» **TASK BRIEF**
Convert every line of the records below into a Markdown table with the columns Row and Line, numbering the rows in order and omitting blank lines.

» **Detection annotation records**
= = = = = = =

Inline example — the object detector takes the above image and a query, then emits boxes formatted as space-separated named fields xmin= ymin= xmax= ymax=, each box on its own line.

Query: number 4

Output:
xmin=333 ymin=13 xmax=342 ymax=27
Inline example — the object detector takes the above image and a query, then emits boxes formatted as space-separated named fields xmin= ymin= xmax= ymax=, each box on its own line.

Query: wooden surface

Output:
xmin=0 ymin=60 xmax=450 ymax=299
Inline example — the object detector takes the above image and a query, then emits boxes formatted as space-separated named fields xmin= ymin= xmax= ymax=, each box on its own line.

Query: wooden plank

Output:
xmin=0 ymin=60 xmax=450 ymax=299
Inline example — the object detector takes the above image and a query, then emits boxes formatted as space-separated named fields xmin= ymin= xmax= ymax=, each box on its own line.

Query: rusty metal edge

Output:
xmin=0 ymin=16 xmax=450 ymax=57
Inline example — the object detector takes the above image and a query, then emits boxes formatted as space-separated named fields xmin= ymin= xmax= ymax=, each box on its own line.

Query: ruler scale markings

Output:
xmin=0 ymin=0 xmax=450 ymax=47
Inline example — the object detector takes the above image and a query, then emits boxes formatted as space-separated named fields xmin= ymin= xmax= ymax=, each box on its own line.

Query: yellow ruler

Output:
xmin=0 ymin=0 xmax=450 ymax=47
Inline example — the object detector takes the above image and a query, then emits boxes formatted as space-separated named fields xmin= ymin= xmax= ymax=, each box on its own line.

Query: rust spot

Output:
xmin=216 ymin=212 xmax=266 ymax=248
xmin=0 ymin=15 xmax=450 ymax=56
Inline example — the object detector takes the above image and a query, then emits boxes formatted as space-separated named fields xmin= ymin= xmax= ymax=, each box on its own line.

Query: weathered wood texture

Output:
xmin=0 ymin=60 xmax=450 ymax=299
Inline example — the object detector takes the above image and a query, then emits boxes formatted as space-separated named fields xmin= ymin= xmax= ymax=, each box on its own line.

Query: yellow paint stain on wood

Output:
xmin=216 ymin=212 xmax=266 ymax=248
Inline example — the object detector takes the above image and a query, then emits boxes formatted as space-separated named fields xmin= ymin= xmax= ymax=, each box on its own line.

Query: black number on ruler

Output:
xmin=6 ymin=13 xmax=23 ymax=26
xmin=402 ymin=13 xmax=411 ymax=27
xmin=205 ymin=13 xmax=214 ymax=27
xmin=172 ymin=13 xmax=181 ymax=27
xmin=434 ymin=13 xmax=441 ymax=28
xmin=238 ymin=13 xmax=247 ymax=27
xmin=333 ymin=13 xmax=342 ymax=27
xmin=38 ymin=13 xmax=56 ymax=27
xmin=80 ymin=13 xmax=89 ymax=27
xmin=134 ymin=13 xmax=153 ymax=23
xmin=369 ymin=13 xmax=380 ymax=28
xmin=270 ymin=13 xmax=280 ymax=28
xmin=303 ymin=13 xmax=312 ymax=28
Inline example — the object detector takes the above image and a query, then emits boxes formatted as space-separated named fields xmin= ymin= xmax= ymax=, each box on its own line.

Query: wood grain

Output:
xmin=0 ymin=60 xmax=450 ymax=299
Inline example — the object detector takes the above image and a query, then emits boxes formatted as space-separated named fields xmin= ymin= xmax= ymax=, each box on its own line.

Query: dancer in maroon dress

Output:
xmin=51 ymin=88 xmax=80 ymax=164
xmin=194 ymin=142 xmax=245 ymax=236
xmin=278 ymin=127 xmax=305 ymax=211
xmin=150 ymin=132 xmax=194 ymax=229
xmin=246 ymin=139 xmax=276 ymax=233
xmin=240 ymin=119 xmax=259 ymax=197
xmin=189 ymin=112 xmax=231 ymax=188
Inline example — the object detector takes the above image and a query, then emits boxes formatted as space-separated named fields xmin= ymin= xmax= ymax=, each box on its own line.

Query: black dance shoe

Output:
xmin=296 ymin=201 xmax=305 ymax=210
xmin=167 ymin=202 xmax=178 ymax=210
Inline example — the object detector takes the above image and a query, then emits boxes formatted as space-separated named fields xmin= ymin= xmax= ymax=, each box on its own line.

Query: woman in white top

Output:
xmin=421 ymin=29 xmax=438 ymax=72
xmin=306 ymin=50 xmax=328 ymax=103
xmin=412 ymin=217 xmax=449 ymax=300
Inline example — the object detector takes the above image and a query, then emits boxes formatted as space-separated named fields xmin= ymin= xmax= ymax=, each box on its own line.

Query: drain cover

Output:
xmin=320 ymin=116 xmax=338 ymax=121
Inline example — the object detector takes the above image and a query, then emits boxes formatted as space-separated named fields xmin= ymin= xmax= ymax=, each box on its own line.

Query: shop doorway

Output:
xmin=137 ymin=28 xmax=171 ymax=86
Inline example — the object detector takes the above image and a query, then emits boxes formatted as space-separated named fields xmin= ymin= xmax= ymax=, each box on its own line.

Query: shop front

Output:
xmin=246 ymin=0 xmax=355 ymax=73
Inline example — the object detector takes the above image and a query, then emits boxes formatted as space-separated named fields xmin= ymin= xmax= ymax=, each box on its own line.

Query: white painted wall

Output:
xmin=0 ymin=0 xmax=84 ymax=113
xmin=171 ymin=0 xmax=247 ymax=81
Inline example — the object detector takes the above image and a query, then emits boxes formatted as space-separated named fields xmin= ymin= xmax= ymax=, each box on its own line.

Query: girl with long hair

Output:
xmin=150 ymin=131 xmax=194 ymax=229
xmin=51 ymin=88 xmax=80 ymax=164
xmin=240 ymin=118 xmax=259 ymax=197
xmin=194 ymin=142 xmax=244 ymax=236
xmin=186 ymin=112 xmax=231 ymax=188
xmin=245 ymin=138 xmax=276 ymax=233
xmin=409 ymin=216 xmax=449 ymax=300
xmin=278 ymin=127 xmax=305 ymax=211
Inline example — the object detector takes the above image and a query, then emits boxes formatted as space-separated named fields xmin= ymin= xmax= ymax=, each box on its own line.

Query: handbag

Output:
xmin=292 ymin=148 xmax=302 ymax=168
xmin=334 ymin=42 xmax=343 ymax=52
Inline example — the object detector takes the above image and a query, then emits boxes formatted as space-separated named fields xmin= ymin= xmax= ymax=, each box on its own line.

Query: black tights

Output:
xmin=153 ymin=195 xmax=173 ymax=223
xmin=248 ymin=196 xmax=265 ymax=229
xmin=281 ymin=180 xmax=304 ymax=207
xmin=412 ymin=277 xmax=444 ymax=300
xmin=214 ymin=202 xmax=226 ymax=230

= = = = = = =

» **EXERCISE OUTPUT**
| Row | Line |
|---|---|
| 1 | Inline example — the object detector takes the above image and a query, then emits boxes formatted as space-separated named fields xmin= ymin= xmax= ymax=, each box on its own line. |
| 2 | Query: number 4 |
| 3 | Output: |
| 4 | xmin=333 ymin=13 xmax=342 ymax=27 |
| 5 | Inline example — the object detector takes the above image and a query, then emits boxes formatted as space-separated named fields xmin= ymin= xmax= ymax=, each box on its own line. |
| 6 | Query: wooden surface |
| 7 | Output: |
| 8 | xmin=0 ymin=60 xmax=450 ymax=299 |
| 9 | Inline example — the object detector takes the above image and a query, then emits boxes formatted as space-separated named fields xmin= ymin= xmax= ymax=, each box on its own line. |
| 10 | Query: wooden plank |
| 11 | Output: |
| 12 | xmin=0 ymin=60 xmax=450 ymax=299 |
| 13 | Inline example — the object detector takes the above image and a query, then emits boxes formatted as space-separated named fields xmin= ymin= xmax= ymax=, each box on its own line. |
| 14 | Query: rusty metal edge |
| 15 | Output: |
| 16 | xmin=0 ymin=16 xmax=450 ymax=57 |
| 17 | Inline example — the object detector takes the above image and a query, then emits boxes formatted as space-separated named fields xmin= ymin= xmax= ymax=, each box on its own line. |
| 18 | Query: ruler scale markings |
| 19 | Output: |
| 20 | xmin=0 ymin=0 xmax=450 ymax=47 |
| 21 | Inline example — the object detector takes the above image and a query, then emits boxes formatted as space-separated named fields xmin= ymin= xmax= ymax=, each box on its own line. |
| 22 | Query: yellow ruler |
| 23 | Output: |
| 24 | xmin=0 ymin=0 xmax=450 ymax=47 |
| 25 | Inline example — the object detector takes the above image and a query, then emits boxes formatted as space-separated named fields xmin= ymin= xmax= ymax=, each box on its own line. |
| 26 | Query: rust spot |
| 27 | Output: |
| 28 | xmin=216 ymin=212 xmax=266 ymax=248 |
| 29 | xmin=0 ymin=15 xmax=450 ymax=56 |
| 30 | Inline example — the object detector takes the above image and a query, then emits boxes formatted as space-separated named fields xmin= ymin= xmax= ymax=, each box on its own line. |
| 31 | Query: weathered wood texture |
| 32 | Output: |
| 33 | xmin=0 ymin=60 xmax=450 ymax=299 |
| 34 | Inline example — the object detector takes the above image and a query, then emits boxes formatted as space-separated named fields xmin= ymin= xmax= ymax=, each box on its own line. |
| 35 | Query: yellow paint stain on wood |
| 36 | Output: |
| 37 | xmin=216 ymin=212 xmax=266 ymax=248 |
| 38 | Inline example — the object detector takes the above image and a query, then emits boxes formatted as space-separated named fields xmin= ymin= xmax= ymax=, each box on its own line. |
| 39 | Query: black number on ruler |
| 40 | Output: |
| 41 | xmin=6 ymin=13 xmax=23 ymax=26 |
| 42 | xmin=402 ymin=13 xmax=411 ymax=27 |
| 43 | xmin=205 ymin=13 xmax=214 ymax=27 |
| 44 | xmin=172 ymin=13 xmax=181 ymax=27 |
| 45 | xmin=434 ymin=13 xmax=441 ymax=28 |
| 46 | xmin=238 ymin=13 xmax=247 ymax=27 |
| 47 | xmin=333 ymin=13 xmax=342 ymax=27 |
| 48 | xmin=38 ymin=13 xmax=56 ymax=27 |
| 49 | xmin=80 ymin=13 xmax=89 ymax=27 |
| 50 | xmin=134 ymin=13 xmax=153 ymax=23 |
| 51 | xmin=369 ymin=13 xmax=380 ymax=28 |
| 52 | xmin=270 ymin=13 xmax=280 ymax=28 |
| 53 | xmin=303 ymin=13 xmax=312 ymax=28 |
| 54 | Inline example — the object detector takes the above image and a query, then emits boxes formatted as space-separated named fields xmin= ymin= xmax= ymax=, each box on its own line. |
| 55 | Query: wood grain |
| 56 | Output: |
| 57 | xmin=0 ymin=60 xmax=450 ymax=299 |
| 58 | Inline example — the object detector takes the above image and a query, then emits boxes formatted as space-separated named fields xmin= ymin= xmax= ymax=, each box on its own line. |
| 59 | Query: dancer in maroon dress |
| 60 | Output: |
| 61 | xmin=51 ymin=88 xmax=80 ymax=164 |
| 62 | xmin=194 ymin=142 xmax=245 ymax=236 |
| 63 | xmin=278 ymin=127 xmax=305 ymax=211 |
| 64 | xmin=150 ymin=132 xmax=194 ymax=229 |
| 65 | xmin=246 ymin=139 xmax=276 ymax=233 |
| 66 | xmin=240 ymin=119 xmax=259 ymax=197 |
| 67 | xmin=189 ymin=112 xmax=231 ymax=188 |
| 68 | Inline example — the object detector takes the above image and a query, then emits boxes formatted as space-separated named fields xmin= ymin= xmax= ymax=, each box on its own line. |
| 69 | Query: black dance shoe |
| 70 | Output: |
| 71 | xmin=296 ymin=201 xmax=305 ymax=210 |
| 72 | xmin=167 ymin=202 xmax=178 ymax=210 |
| 73 | Inline example — the object detector takes the above image and a query, then emits boxes formatted as space-separated named fields xmin= ymin= xmax= ymax=, each box on its own line. |
| 74 | Query: woman in white top |
| 75 | Output: |
| 76 | xmin=421 ymin=29 xmax=438 ymax=72 |
| 77 | xmin=306 ymin=50 xmax=328 ymax=103 |
| 78 | xmin=412 ymin=217 xmax=449 ymax=300 |
| 79 | Inline example — the object detector takes the above image and a query, then emits boxes formatted as space-separated named fields xmin= ymin= xmax= ymax=, each box on its own line. |
| 80 | Query: drain cover |
| 81 | Output: |
| 82 | xmin=320 ymin=116 xmax=338 ymax=121 |
| 83 | Inline example — the object detector takes the above image and a query, then emits boxes formatted as space-separated named fields xmin= ymin= xmax= ymax=, each box on its own line. |
| 84 | Query: shop doorway |
| 85 | Output: |
| 86 | xmin=137 ymin=28 xmax=171 ymax=86 |
| 87 | Inline example — the object detector takes the above image and a query, then emits boxes formatted as space-separated named fields xmin= ymin= xmax= ymax=, each box on its own line. |
| 88 | Query: shop front |
| 89 | Output: |
| 90 | xmin=246 ymin=0 xmax=355 ymax=73 |
| 91 | Inline example — the object detector takes the above image and a query, then emits boxes formatted as space-separated named fields xmin= ymin= xmax= ymax=, each box on its own line. |
| 92 | Query: white painted wall |
| 93 | Output: |
| 94 | xmin=0 ymin=0 xmax=84 ymax=113 |
| 95 | xmin=171 ymin=0 xmax=247 ymax=81 |
| 96 | Inline example — the object detector takes the above image and a query, then emits boxes formatted as space-separated named fields xmin= ymin= xmax= ymax=, each box on its own line. |
| 97 | Query: girl with long hair |
| 98 | Output: |
| 99 | xmin=150 ymin=131 xmax=194 ymax=229 |
| 100 | xmin=51 ymin=88 xmax=80 ymax=164 |
| 101 | xmin=240 ymin=118 xmax=259 ymax=197 |
| 102 | xmin=194 ymin=142 xmax=244 ymax=236 |
| 103 | xmin=186 ymin=112 xmax=231 ymax=188 |
| 104 | xmin=245 ymin=138 xmax=276 ymax=233 |
| 105 | xmin=409 ymin=216 xmax=449 ymax=300 |
| 106 | xmin=278 ymin=127 xmax=305 ymax=211 |
| 107 | Inline example — the object detector takes the above image and a query, then emits boxes formatted as space-separated named fields xmin= ymin= xmax= ymax=, each box on its own line. |
| 108 | Query: handbag |
| 109 | Output: |
| 110 | xmin=292 ymin=148 xmax=302 ymax=168 |
| 111 | xmin=334 ymin=42 xmax=343 ymax=52 |
| 112 | Inline example — the object detector takes the above image and a query, then emits boxes formatted as space-separated named fields xmin= ymin= xmax= ymax=, each box on its own line. |
| 113 | Query: black tights |
| 114 | Output: |
| 115 | xmin=153 ymin=195 xmax=173 ymax=223 |
| 116 | xmin=248 ymin=196 xmax=265 ymax=229 |
| 117 | xmin=281 ymin=180 xmax=304 ymax=207 |
| 118 | xmin=412 ymin=277 xmax=444 ymax=300 |
| 119 | xmin=214 ymin=202 xmax=226 ymax=230 |